=== Actions to take ===
A: In the Partnership for Patients article, when did the first wave of the initiative end?
B: Sum up the Partnership for Patients article in two sentences.
C: Pick up the Partnership for Patients article after its final sentence and keep writing it.

=== Text segment ===
++++++

News Feature | February 26, 2015

Partnership For Patients Initiative Renewed

Christine Kern

By Christine Kern, contributing writer

research collaboration

New round of Hospital Engagement Network contracts opens to reduce readmissions.

The Affordable Care Act helped to spawn The Partnership for Patients, a nation-wide public-private collaboration that began in April 2011 with the goal of reducing preventable hospital-acquired conditions by 40 percent and 30-day readmissions by 20 percent. The first wave of this initiative ended in December 2014.

Now, the CMS Innovation Center is launching a new round of contracts to renew the initiative, according to a CMS blog post. A recent Department of Health and Human Services report found that, between 2010 and 2013, an estimated 50,000 fewer patients died in hospitals and reductions in hospital-acquired conditions saved approximately $12 billion in healthcare costs.

++++++

(Extracted data entries)
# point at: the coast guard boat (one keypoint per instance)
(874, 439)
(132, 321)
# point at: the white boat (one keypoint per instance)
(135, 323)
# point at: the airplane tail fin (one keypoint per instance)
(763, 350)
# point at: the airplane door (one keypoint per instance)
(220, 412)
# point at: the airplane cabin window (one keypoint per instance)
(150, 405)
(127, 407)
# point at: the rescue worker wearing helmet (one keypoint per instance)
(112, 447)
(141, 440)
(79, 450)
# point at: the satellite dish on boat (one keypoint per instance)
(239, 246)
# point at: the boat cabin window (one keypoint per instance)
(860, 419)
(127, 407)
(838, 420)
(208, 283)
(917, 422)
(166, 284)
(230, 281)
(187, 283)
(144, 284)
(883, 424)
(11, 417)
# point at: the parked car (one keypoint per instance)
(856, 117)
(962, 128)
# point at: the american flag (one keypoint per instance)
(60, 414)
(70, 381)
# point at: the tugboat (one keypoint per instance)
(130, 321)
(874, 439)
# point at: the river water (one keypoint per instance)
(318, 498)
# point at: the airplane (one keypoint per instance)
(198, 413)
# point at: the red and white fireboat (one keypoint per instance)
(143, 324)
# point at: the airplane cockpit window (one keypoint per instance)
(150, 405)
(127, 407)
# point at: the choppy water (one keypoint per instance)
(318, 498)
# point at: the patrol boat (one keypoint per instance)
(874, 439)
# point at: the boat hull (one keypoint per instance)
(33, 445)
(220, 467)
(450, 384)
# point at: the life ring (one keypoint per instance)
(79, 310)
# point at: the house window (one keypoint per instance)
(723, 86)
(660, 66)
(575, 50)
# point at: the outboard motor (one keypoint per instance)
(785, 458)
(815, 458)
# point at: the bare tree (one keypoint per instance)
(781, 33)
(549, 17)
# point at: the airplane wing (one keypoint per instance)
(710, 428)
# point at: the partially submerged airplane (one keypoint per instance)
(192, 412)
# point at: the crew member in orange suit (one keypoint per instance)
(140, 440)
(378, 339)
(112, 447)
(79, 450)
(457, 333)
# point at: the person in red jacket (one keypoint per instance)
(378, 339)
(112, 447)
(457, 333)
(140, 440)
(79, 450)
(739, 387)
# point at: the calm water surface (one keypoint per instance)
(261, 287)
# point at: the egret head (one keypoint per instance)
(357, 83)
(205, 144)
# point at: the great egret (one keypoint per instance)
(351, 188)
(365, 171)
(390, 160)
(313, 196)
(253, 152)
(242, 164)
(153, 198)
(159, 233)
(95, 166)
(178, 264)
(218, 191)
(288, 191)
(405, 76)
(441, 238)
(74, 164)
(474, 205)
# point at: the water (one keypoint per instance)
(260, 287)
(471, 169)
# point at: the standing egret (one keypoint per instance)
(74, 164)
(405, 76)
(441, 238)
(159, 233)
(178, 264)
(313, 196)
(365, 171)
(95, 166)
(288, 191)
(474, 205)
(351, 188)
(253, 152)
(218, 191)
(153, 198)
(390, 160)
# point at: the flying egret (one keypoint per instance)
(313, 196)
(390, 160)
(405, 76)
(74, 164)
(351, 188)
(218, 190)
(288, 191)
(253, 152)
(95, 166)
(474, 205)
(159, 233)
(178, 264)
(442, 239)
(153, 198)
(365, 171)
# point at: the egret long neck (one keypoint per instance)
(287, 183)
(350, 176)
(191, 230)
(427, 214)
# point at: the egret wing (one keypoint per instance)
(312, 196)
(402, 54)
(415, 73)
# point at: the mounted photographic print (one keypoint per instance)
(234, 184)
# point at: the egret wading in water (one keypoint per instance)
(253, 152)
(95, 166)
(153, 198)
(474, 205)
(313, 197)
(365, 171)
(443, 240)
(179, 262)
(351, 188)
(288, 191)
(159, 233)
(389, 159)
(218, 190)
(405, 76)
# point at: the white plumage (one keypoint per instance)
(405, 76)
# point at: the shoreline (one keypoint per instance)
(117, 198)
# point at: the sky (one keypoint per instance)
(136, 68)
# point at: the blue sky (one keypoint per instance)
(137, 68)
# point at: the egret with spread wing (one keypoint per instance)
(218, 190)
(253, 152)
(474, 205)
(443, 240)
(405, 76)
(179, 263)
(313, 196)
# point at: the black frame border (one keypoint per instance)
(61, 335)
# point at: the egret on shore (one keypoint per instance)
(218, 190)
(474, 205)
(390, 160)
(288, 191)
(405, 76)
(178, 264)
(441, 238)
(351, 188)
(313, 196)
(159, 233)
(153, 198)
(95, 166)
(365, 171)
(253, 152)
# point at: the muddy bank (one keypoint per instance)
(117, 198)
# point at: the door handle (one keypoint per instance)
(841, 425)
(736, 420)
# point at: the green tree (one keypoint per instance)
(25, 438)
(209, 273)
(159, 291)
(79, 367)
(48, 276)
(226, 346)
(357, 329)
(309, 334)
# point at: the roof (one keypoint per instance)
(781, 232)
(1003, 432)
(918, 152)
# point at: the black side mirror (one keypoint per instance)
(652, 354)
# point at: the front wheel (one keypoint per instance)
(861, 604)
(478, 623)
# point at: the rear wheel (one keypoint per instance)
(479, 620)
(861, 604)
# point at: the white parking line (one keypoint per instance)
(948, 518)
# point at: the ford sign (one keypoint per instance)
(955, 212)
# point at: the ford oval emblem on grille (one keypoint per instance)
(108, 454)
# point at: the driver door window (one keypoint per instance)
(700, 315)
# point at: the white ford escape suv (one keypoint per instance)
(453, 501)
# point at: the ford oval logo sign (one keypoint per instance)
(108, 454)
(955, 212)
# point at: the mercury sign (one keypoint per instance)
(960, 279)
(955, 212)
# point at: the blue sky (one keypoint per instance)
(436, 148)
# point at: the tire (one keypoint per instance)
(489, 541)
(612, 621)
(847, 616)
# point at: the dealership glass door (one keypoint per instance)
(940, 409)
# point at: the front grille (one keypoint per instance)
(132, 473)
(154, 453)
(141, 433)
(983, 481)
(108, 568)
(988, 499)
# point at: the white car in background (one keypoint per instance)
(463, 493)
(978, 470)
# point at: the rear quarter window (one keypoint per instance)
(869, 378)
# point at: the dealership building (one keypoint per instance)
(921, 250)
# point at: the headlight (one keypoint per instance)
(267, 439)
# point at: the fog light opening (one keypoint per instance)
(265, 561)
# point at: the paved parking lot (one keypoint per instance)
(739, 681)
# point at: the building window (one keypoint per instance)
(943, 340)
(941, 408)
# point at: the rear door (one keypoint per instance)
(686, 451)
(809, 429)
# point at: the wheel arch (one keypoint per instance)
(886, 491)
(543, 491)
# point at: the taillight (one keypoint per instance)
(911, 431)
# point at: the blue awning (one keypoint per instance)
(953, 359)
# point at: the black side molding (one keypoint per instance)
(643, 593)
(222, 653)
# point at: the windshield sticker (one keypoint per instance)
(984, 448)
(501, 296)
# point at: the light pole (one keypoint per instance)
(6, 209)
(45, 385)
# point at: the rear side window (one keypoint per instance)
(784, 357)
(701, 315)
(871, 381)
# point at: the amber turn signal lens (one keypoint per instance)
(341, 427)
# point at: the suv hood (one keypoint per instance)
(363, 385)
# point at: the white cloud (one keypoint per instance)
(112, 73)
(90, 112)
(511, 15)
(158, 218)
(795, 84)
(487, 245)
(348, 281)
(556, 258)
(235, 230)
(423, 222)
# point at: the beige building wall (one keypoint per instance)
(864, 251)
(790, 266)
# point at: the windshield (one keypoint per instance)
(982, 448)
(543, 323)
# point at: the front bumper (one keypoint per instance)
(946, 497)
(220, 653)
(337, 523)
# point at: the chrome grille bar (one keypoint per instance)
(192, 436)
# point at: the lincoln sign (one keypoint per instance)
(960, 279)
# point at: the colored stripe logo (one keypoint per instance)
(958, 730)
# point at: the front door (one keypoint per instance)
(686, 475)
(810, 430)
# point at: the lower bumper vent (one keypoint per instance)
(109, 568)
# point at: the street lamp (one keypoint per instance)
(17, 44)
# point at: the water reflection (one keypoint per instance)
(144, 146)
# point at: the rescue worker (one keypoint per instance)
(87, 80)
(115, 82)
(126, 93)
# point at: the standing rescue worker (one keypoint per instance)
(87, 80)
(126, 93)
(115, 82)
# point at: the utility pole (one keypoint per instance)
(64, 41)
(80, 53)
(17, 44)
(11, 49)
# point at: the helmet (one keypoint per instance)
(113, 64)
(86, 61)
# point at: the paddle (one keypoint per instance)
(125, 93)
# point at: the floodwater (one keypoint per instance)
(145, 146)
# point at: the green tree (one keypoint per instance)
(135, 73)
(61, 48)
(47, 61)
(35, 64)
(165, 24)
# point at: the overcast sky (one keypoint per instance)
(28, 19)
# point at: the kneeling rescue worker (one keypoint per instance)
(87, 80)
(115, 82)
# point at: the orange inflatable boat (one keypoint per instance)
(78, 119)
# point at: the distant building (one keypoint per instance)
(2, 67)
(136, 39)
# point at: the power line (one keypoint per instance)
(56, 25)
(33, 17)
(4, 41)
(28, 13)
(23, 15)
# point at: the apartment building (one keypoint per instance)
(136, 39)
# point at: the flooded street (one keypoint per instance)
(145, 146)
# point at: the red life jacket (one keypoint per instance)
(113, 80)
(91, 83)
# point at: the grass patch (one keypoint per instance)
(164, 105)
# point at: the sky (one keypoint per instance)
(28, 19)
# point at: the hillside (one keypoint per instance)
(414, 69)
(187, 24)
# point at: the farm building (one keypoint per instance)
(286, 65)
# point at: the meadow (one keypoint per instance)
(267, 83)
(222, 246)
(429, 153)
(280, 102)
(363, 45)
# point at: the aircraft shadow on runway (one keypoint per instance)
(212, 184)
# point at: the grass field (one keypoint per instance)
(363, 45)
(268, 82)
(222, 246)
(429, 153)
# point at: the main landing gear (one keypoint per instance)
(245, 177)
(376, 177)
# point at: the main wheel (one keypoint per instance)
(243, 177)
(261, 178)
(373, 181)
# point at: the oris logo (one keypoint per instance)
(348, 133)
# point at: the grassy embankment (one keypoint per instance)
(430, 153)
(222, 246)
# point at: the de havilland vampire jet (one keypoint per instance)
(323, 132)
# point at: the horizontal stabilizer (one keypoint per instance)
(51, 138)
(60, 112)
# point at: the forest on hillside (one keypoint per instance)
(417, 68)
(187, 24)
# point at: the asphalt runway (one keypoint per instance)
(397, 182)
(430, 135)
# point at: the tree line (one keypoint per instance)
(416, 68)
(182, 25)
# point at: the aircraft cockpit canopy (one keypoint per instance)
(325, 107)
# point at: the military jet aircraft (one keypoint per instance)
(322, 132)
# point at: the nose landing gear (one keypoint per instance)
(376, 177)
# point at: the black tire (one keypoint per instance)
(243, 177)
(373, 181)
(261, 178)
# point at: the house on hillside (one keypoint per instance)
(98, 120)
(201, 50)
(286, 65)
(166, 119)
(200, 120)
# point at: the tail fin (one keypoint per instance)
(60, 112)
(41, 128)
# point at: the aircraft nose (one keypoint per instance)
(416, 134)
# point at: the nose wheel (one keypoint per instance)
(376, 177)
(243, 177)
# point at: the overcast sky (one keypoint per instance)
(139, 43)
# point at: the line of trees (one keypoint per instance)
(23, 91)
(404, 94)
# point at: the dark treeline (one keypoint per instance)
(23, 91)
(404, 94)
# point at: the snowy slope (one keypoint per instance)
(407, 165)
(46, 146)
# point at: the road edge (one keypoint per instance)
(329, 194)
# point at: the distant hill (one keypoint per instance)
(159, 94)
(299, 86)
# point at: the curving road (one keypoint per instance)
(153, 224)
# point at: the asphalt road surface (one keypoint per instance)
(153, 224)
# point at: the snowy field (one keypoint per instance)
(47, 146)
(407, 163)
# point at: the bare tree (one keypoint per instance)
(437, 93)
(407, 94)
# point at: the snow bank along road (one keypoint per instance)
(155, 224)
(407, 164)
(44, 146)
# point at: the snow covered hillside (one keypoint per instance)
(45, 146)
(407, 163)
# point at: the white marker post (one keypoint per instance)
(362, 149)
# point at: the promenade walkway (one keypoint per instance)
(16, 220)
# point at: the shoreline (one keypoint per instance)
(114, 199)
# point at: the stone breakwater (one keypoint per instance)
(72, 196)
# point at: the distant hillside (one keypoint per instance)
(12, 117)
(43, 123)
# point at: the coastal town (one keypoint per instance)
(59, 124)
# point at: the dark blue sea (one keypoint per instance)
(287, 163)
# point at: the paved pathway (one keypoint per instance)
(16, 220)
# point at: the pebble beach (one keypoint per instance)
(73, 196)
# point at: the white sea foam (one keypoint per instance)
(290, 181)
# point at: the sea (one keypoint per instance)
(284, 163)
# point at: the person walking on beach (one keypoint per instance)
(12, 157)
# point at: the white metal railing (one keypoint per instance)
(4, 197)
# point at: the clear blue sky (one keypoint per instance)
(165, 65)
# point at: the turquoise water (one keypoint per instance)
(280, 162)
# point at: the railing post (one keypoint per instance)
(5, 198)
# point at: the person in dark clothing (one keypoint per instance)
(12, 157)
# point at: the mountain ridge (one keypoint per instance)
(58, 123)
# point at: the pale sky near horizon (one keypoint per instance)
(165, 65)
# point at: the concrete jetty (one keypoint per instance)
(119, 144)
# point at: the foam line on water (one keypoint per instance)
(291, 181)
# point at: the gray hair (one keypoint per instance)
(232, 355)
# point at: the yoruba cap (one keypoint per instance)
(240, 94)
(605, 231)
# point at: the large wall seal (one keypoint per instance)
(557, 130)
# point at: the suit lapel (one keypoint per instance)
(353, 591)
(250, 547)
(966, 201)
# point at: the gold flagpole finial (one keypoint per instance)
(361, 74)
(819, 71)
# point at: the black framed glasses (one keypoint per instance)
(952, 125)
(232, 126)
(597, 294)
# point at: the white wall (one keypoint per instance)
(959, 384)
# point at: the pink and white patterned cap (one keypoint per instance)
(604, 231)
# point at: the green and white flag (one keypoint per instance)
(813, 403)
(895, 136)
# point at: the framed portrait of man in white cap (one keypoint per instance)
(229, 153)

++++++

=== Results for each task ===
A: December 2014.

B: The Partnership for Patients, a nationwide public-private collaboration spawned by the Affordable Care Act, began in April 2011 with the goal of cutting preventable hospital-acquired conditions by 40 percent and 30-day readmissions by 20 percent, and its first wave ended in December 2014. The CMS Innovation Center is now launching a new round of contracts to renew it, after an HHS report estimated that between 2010 and 2013 about 50,000 fewer patients died in hospitals and fewer hospital-acquired conditions saved roughly $12 billion.

C:
According to the CMS blog post, these advances in patient outcomes came as a result of “concerted attention by hospitals throughout the country to reduce adverse events” as well as ACA provisions including Medicare payment incentives to improve the quality of care, and the HHS Partnership for Patients initiative.

Among the key elements of the initiative are Hospital Engagement Networks, Community-Based Care Transitions Programs, and Patient and Family Engagement.

Through the Partnership for Patients, 26 state, regional, national, and hospital system organizations serve as Hospital Engagement Networks, which identify solutions already working to reduce hospital-acquired conditions, and work to spread them to other hospitals and health care providers.

The Community-Based Care Transitions Program includes 47 sites, each of which constitutes a collaborative community effort including community-based organizations, testing models for improving care transitions from the hospital to other settings and for reducing readmissions for high-risk Medicare beneficiaries.

The Patient and Family Engagement pillar of the initiative is also critical to the success of the Partnership. The relationship between health care professionals and their patients and families helps prevent patients from getting injured or sicker in the hospital and helping patients heal without complication through improved transitions across health care settings and reduced readmissions.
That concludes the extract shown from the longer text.